=== Supplied entries ===

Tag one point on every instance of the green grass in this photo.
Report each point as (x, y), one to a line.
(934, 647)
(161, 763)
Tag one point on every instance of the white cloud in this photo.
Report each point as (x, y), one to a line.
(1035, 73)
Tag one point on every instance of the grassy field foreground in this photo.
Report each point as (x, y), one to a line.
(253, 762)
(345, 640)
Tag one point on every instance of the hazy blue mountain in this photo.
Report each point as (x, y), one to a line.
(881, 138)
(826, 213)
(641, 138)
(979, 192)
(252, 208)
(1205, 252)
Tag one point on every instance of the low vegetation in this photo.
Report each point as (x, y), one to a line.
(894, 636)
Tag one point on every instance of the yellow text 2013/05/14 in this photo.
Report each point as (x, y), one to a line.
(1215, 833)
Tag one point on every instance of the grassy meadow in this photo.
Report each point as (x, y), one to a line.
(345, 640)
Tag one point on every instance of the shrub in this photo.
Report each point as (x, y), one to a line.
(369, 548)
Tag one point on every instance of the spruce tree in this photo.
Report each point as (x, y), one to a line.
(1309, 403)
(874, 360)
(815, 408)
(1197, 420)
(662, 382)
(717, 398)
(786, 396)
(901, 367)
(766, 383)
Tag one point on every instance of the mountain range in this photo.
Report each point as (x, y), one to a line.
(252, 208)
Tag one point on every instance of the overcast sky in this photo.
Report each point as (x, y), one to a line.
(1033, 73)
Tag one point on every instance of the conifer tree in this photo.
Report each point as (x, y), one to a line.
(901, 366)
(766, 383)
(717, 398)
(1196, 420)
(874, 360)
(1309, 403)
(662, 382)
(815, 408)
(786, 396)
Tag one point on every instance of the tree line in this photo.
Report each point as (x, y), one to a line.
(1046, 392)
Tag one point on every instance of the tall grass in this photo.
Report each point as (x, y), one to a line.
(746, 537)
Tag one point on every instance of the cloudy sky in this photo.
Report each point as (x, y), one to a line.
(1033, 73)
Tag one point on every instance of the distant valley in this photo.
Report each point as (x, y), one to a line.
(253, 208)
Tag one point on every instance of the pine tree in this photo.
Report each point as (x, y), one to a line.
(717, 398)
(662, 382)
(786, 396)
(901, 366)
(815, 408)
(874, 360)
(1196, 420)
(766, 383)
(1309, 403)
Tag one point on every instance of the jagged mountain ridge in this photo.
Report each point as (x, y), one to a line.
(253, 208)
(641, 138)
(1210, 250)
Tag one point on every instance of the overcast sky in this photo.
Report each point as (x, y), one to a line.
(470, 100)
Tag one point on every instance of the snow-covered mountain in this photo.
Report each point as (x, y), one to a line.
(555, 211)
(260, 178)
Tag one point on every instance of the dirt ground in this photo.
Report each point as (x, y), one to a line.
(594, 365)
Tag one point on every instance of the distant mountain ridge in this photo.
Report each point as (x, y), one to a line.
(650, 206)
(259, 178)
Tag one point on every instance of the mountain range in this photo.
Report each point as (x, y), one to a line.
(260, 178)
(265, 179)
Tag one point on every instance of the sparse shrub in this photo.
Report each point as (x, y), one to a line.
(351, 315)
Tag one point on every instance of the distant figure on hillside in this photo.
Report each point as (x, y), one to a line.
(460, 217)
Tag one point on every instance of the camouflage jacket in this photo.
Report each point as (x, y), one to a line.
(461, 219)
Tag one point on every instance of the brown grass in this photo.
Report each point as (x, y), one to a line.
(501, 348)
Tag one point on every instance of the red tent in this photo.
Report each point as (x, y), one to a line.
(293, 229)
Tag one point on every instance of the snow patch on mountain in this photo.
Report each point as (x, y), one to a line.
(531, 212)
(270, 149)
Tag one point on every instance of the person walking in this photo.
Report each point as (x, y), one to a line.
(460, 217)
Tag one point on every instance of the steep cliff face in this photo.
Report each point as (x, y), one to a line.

===

> **Work required**
Look above for the line holding "Tag one point on every instance of the shrub" and the line holding "Tag one point on every instance of the conifer". Retype both, and every line between them, word for word and nothing else.

> **Solution for this problem**
Tag one point on every instance of the shrub in this photo.
Report each point as (x, y), one to a line.
(369, 548)
Tag one point on every instance of the spruce tree in this photo.
Report each point as (x, y), one to a line.
(1309, 403)
(874, 360)
(815, 408)
(1197, 420)
(662, 382)
(717, 398)
(786, 396)
(901, 367)
(766, 383)
Tag one point on every instance of the mountain range in this photo.
Report each point as (x, y), one to a line.
(252, 208)
Tag one point on every instance of the overcast sky in this photo.
Report each point as (x, y), one to a line.
(1033, 73)
Tag one point on every instance of the conifer tree in this photo.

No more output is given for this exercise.